SOURCE:
## BEGIN

This would have the unintended consequence of discouraging loans to deserving borrowers while potentially including riskier borrowers in the qualified mortgage exemption.

Ultimately the approach does not meet the Congressional intent of creating an exception for a "prime mortgage."

Regulators and financial institutions have traditionally relied on credit scores to assess a borrower's future risk. Credit scores do not tell the whole underwriting story, but they are designed specifically to predict credit risk and their predictive power has been validated time and time again.

Yet unlike past federal guidelines, the QRM exemption does not include credit scores. Instead, it requires financial institutions to perform an inflexible manual review of derogatory factors in the borrower's credit report.

This is like asking scientists to abandon their computers and use slide rules. There's a reason the mortgage lending industry has wholeheartedly adopted credit scores over the past 20 years: They work better than any other means of assessing risk based on credit data, which means lenders can make fairer and risk-appropriate decisions.

To understand the potential impact of the proposed QRM rule on consumer borrowing, FICO analyzed a large national sample of mortgage loans and found that under the proposed rule:

  • Many high-risk borrowers would be inadvertently included in QRM loan portfolios. The minimum FICO Score of consumers who would meet the proposed QRM delinquency standards is 472, which is very high risk. Recently more than 25 percent of borrowers at that score level have been defaulting on their mortgage within two years. The median FICO Score of U.S. consumers is about 711 on the model's 300-850 range.
  • Many low-risk borrowers would be inadvertently denied access to QRM loans. The maximum FICO Score of consumers who would fail to meet the proposed QRM delinquency standards is 845, which is very low risk.
  • The lack of consistent treatment under the QRM standard should alarm lenders and borrowers alike. In our analysis we found sharp discrepancies in the proposed QRM rules' treatment of consumers over a broad range of FICO Scores that would impact more than 25 percent of the US population.  For instance, at any given score level within that range some consumers would qualify and others would not qualify under the proposed QRM credit history rules. As a result, consumers in this score range would not only be confused but in thousands of cases could be put at a serious and unfair disadvantage.

## END

(Data lines)
## BEGIN

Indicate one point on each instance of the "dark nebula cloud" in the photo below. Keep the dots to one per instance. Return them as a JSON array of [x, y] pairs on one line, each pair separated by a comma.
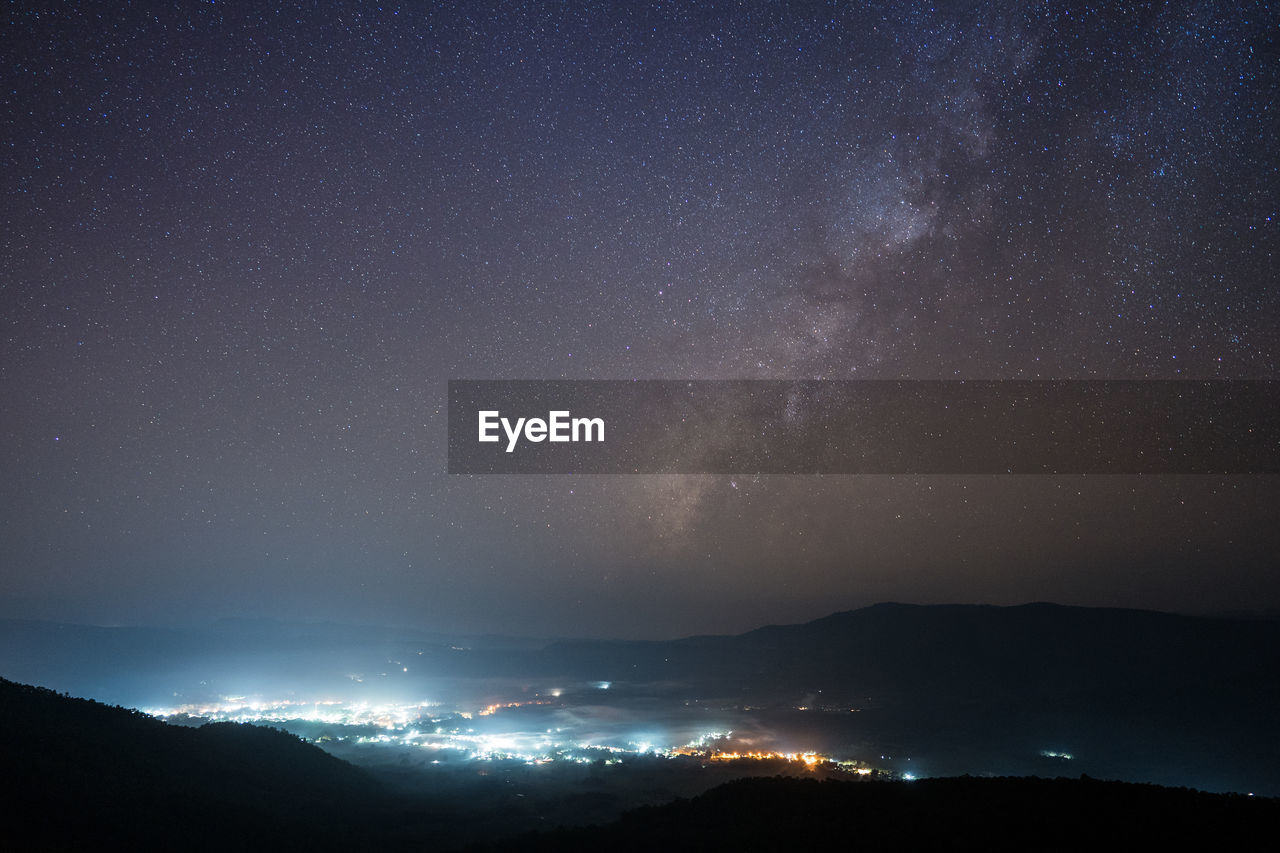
[[243, 250]]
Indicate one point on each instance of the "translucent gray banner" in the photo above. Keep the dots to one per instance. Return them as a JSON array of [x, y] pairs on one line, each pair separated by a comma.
[[863, 427]]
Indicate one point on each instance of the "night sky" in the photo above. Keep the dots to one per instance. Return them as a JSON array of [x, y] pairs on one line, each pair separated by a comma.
[[243, 249]]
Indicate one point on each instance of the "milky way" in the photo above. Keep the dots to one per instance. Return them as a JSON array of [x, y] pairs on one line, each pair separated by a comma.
[[245, 249]]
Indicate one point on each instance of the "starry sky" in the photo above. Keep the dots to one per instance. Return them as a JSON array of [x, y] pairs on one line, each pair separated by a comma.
[[245, 247]]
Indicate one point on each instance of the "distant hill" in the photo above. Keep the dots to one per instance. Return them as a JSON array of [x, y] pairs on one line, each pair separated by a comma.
[[961, 651], [929, 815]]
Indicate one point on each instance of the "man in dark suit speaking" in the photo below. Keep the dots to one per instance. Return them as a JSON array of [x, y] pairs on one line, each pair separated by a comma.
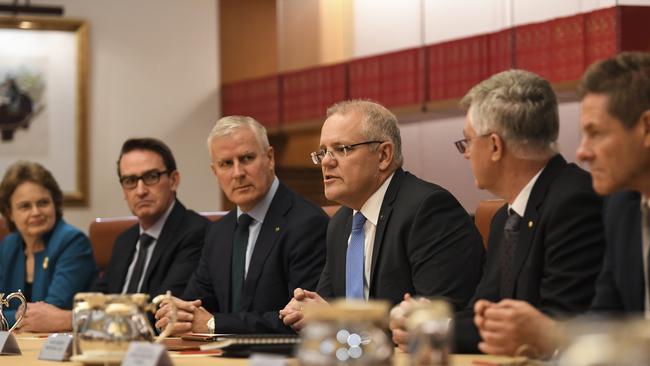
[[254, 257], [552, 212], [396, 233]]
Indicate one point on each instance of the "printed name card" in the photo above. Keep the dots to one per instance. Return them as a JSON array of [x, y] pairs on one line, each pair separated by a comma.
[[146, 354], [8, 344], [57, 347]]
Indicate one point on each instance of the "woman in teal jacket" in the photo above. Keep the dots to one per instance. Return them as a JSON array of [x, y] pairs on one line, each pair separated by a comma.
[[44, 257]]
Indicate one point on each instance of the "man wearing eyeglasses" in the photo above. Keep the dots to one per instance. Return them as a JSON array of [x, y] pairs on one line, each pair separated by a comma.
[[396, 233], [546, 244], [162, 250]]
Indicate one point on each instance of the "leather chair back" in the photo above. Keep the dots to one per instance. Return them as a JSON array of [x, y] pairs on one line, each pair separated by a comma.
[[483, 216]]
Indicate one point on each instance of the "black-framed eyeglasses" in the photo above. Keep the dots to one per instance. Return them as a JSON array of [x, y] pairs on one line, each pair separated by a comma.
[[463, 144], [148, 178], [338, 151]]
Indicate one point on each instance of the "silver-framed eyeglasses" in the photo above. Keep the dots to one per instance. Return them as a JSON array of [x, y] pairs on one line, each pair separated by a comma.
[[148, 178], [463, 144], [338, 151]]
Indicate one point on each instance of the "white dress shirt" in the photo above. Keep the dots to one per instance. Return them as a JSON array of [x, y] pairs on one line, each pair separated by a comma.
[[154, 231], [521, 201]]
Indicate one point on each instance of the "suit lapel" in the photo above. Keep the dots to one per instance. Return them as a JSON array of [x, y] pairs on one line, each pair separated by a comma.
[[384, 215], [634, 262], [272, 228], [530, 221], [338, 275], [166, 239]]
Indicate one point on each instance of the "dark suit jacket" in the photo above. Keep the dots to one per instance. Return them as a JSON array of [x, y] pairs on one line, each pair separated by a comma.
[[558, 255], [425, 244], [621, 286], [174, 259], [289, 253], [70, 267]]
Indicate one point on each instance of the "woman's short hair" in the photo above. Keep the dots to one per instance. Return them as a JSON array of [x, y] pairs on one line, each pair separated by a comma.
[[27, 171]]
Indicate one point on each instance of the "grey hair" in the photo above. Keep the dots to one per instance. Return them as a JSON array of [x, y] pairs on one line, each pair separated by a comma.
[[378, 123], [230, 124], [519, 106]]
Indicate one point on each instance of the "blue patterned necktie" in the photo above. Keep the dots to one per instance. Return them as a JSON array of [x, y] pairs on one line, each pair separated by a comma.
[[354, 263]]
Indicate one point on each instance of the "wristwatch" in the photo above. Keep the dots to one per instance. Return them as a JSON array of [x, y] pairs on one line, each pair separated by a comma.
[[210, 325]]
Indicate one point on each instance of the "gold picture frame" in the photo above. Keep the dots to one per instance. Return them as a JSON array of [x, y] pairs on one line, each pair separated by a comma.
[[70, 168]]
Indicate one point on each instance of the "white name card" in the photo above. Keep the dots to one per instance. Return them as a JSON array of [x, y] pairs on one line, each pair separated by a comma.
[[57, 347], [146, 354], [8, 344]]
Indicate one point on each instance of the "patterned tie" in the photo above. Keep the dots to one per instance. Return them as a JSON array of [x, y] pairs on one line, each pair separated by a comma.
[[509, 244], [136, 275], [239, 244], [355, 259]]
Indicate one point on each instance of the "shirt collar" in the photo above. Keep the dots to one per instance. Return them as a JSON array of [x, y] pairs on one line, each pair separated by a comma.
[[520, 203], [155, 229], [371, 208], [259, 211]]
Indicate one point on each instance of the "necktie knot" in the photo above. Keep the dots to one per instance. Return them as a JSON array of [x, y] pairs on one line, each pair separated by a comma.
[[145, 240], [357, 221], [244, 221]]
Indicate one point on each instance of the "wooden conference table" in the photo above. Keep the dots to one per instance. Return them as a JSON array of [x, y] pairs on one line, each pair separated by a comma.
[[30, 345]]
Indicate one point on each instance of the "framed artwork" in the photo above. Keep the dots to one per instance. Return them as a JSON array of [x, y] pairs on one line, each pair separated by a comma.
[[44, 99]]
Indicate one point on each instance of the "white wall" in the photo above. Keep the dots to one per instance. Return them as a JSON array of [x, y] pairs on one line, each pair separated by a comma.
[[154, 72]]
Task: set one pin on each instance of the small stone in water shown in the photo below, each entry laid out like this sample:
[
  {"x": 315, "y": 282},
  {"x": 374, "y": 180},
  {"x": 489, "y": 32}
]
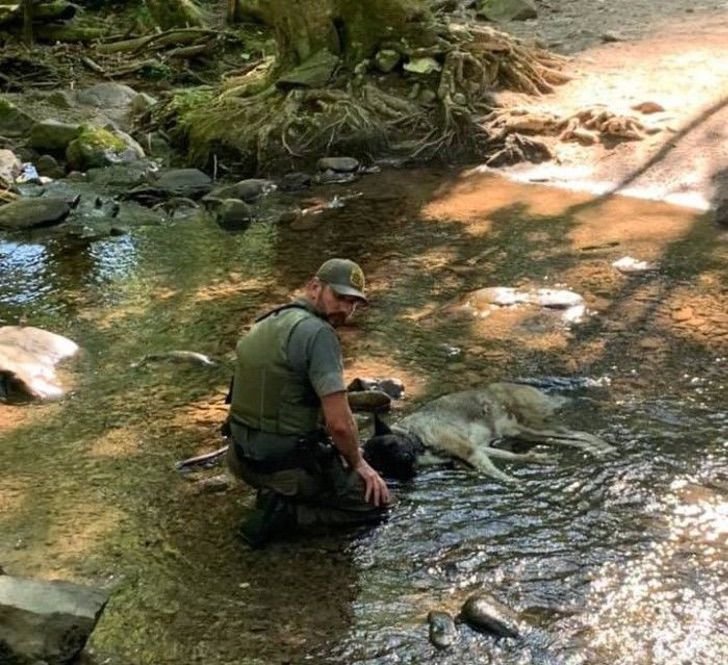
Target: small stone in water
[
  {"x": 484, "y": 613},
  {"x": 442, "y": 629}
]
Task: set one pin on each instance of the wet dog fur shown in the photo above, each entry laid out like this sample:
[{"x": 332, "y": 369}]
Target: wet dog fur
[{"x": 468, "y": 426}]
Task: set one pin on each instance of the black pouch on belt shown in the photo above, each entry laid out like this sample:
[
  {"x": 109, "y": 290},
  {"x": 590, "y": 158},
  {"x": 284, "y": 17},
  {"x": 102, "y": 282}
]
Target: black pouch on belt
[{"x": 315, "y": 452}]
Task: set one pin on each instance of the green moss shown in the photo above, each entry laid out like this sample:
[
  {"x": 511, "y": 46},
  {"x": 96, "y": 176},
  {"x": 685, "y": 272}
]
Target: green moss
[
  {"x": 92, "y": 148},
  {"x": 13, "y": 121}
]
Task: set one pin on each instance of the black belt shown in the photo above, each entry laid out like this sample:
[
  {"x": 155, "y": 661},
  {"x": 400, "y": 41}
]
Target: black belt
[{"x": 308, "y": 455}]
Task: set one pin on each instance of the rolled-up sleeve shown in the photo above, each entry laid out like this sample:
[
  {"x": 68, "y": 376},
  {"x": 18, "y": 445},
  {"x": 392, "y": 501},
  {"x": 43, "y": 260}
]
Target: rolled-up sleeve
[{"x": 314, "y": 348}]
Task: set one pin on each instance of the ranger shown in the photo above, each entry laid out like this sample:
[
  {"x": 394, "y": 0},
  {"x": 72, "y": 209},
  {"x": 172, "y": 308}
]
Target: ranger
[{"x": 293, "y": 436}]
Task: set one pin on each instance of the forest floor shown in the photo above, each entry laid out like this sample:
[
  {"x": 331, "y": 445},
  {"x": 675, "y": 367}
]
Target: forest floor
[{"x": 673, "y": 53}]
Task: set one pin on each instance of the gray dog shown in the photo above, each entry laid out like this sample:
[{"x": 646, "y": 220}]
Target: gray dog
[{"x": 467, "y": 426}]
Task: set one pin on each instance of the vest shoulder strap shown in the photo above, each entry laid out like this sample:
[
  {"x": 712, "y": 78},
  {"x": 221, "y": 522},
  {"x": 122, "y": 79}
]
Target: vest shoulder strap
[{"x": 296, "y": 304}]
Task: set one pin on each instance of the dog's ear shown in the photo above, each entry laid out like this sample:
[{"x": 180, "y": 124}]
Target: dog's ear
[{"x": 380, "y": 427}]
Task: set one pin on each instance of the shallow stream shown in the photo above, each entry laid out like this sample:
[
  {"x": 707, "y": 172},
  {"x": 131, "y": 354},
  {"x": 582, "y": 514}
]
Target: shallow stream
[{"x": 621, "y": 560}]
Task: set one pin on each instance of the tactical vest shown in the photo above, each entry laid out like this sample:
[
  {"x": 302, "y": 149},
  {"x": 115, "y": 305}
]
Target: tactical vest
[{"x": 267, "y": 394}]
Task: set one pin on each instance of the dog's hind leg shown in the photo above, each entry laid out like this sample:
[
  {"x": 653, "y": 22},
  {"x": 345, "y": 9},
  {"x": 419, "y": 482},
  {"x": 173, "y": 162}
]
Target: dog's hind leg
[
  {"x": 584, "y": 441},
  {"x": 500, "y": 453},
  {"x": 480, "y": 460}
]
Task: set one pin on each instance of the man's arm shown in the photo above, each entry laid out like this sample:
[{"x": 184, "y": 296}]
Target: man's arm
[{"x": 342, "y": 429}]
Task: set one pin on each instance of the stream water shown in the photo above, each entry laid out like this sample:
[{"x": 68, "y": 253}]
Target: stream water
[{"x": 620, "y": 560}]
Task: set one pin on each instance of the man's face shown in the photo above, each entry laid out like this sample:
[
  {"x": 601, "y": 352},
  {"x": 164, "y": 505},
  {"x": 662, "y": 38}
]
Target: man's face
[{"x": 336, "y": 308}]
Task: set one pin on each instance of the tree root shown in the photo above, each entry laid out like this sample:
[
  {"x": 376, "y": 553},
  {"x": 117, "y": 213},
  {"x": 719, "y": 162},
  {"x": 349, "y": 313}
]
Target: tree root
[
  {"x": 249, "y": 117},
  {"x": 587, "y": 126}
]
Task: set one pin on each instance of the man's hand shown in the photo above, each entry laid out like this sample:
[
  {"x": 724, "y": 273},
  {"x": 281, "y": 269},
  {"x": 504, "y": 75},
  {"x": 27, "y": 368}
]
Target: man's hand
[
  {"x": 376, "y": 490},
  {"x": 343, "y": 432}
]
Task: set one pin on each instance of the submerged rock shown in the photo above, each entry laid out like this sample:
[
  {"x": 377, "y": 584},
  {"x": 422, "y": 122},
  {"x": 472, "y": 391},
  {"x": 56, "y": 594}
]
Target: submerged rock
[
  {"x": 234, "y": 213},
  {"x": 47, "y": 622},
  {"x": 33, "y": 212},
  {"x": 294, "y": 182},
  {"x": 249, "y": 190},
  {"x": 443, "y": 632},
  {"x": 10, "y": 166},
  {"x": 183, "y": 182},
  {"x": 48, "y": 166},
  {"x": 338, "y": 164},
  {"x": 486, "y": 614},
  {"x": 392, "y": 387},
  {"x": 28, "y": 357}
]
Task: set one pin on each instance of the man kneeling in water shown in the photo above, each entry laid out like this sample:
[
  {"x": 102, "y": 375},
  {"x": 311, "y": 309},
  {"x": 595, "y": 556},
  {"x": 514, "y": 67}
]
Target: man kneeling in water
[{"x": 290, "y": 421}]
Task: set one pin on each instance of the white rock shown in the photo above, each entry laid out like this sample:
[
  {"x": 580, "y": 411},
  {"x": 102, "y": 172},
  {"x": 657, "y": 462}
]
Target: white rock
[
  {"x": 628, "y": 264},
  {"x": 556, "y": 298}
]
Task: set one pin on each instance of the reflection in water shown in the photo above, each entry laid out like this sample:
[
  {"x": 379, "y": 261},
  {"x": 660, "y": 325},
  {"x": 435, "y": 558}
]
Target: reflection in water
[{"x": 39, "y": 274}]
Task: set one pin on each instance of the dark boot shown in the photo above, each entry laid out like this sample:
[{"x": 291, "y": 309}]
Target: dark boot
[{"x": 273, "y": 517}]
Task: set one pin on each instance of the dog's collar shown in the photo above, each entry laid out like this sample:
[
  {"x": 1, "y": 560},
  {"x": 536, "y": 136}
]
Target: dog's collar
[{"x": 410, "y": 436}]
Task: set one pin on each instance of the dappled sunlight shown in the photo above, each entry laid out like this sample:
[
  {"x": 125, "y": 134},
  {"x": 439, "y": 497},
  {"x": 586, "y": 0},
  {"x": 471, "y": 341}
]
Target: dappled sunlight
[
  {"x": 13, "y": 417},
  {"x": 71, "y": 539},
  {"x": 645, "y": 227},
  {"x": 475, "y": 196},
  {"x": 116, "y": 443},
  {"x": 643, "y": 612},
  {"x": 230, "y": 286},
  {"x": 76, "y": 533}
]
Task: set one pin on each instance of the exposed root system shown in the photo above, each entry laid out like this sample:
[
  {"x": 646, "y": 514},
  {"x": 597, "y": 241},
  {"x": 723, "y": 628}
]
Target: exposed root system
[
  {"x": 587, "y": 126},
  {"x": 255, "y": 123}
]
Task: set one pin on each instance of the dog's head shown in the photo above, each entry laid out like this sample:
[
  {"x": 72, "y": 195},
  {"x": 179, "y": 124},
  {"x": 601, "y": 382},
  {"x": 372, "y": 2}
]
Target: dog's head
[{"x": 392, "y": 454}]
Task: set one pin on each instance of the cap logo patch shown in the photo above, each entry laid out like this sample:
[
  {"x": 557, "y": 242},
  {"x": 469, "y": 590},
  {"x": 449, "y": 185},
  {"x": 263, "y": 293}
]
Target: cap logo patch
[{"x": 357, "y": 278}]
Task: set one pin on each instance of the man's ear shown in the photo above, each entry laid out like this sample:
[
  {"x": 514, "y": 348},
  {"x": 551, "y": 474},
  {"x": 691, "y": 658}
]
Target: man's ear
[{"x": 380, "y": 427}]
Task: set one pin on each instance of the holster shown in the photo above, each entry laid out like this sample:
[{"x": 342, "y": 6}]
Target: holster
[{"x": 313, "y": 454}]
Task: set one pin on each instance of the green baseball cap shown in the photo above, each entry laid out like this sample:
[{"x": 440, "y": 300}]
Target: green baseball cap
[{"x": 343, "y": 276}]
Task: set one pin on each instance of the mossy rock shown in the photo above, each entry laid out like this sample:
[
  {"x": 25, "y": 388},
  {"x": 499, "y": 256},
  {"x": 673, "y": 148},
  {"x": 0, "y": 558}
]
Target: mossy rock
[
  {"x": 13, "y": 121},
  {"x": 507, "y": 10},
  {"x": 96, "y": 147},
  {"x": 52, "y": 135}
]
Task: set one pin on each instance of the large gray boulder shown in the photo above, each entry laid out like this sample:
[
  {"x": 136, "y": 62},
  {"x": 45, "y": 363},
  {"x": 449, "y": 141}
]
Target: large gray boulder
[
  {"x": 107, "y": 95},
  {"x": 47, "y": 622},
  {"x": 31, "y": 212},
  {"x": 13, "y": 121}
]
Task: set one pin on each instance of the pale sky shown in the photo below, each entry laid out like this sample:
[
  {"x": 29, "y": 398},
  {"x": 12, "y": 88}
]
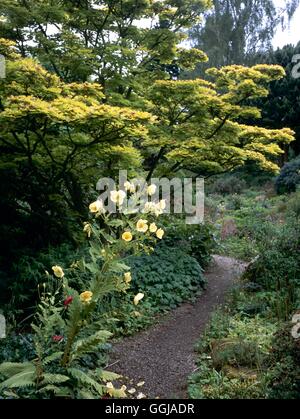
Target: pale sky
[{"x": 290, "y": 35}]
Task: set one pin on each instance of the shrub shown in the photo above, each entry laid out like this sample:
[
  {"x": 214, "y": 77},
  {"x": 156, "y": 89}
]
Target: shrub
[
  {"x": 168, "y": 277},
  {"x": 293, "y": 205},
  {"x": 278, "y": 267},
  {"x": 284, "y": 376},
  {"x": 289, "y": 177},
  {"x": 197, "y": 241},
  {"x": 65, "y": 330}
]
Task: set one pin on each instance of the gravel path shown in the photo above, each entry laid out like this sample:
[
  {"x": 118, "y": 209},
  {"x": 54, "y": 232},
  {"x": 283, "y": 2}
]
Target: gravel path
[{"x": 163, "y": 355}]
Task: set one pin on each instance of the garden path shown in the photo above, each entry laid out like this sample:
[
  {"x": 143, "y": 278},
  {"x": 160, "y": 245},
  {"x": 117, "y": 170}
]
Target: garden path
[{"x": 163, "y": 355}]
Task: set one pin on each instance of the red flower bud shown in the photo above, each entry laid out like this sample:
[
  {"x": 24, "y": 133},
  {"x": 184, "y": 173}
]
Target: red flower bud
[
  {"x": 57, "y": 338},
  {"x": 68, "y": 300}
]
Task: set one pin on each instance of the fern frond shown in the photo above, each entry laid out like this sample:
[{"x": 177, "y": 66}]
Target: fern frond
[
  {"x": 54, "y": 378},
  {"x": 22, "y": 379},
  {"x": 52, "y": 357},
  {"x": 86, "y": 380},
  {"x": 108, "y": 375},
  {"x": 12, "y": 368},
  {"x": 85, "y": 394},
  {"x": 58, "y": 391}
]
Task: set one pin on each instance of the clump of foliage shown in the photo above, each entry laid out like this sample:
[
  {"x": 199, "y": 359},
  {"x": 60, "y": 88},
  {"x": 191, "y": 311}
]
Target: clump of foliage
[
  {"x": 285, "y": 365},
  {"x": 289, "y": 177},
  {"x": 228, "y": 185},
  {"x": 168, "y": 276},
  {"x": 65, "y": 329},
  {"x": 197, "y": 240}
]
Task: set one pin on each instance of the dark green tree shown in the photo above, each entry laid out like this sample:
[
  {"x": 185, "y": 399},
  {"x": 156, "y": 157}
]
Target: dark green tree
[{"x": 235, "y": 30}]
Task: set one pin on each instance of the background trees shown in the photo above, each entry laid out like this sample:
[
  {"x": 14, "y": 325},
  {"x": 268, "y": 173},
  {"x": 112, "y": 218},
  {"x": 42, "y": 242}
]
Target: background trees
[{"x": 233, "y": 31}]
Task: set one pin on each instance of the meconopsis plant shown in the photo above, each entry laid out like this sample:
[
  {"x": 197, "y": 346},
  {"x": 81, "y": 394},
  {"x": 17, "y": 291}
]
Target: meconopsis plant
[{"x": 66, "y": 328}]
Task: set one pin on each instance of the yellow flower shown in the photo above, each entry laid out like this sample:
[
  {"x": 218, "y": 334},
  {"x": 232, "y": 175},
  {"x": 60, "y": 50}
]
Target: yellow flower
[
  {"x": 117, "y": 197},
  {"x": 162, "y": 204},
  {"x": 110, "y": 389},
  {"x": 151, "y": 190},
  {"x": 87, "y": 229},
  {"x": 58, "y": 272},
  {"x": 153, "y": 228},
  {"x": 142, "y": 226},
  {"x": 127, "y": 236},
  {"x": 86, "y": 297},
  {"x": 160, "y": 233},
  {"x": 114, "y": 392},
  {"x": 127, "y": 277},
  {"x": 138, "y": 298},
  {"x": 129, "y": 187},
  {"x": 96, "y": 207}
]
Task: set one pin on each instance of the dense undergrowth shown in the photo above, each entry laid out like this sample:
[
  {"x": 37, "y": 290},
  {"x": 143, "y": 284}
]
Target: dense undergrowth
[{"x": 248, "y": 350}]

## END

Reproduce the passage of the QRM text above, starting at the words "Regulators and financial" and stopping after the words "and risk-appropriate decisions.".

SOLUTION TO THIS PROBLEM:
Regulators and financial institutions have traditionally relied on credit scores to assess a borrower's future risk. Credit scores do not tell the whole underwriting story, but they are designed specifically to predict credit risk and their predictive power has been validated time and time again.

Yet unlike past federal guidelines, the QRM exemption does not include credit scores. Instead, it requires financial institutions to perform an inflexible manual review of derogatory factors in the borrower's credit report.

This is like asking scientists to abandon their computers and use slide rules. There's a reason the mortgage lending industry has wholeheartedly adopted credit scores over the past 20 years: They work better than any other means of assessing risk based on credit data, which means lenders can make fairer and risk-appropriate decisions.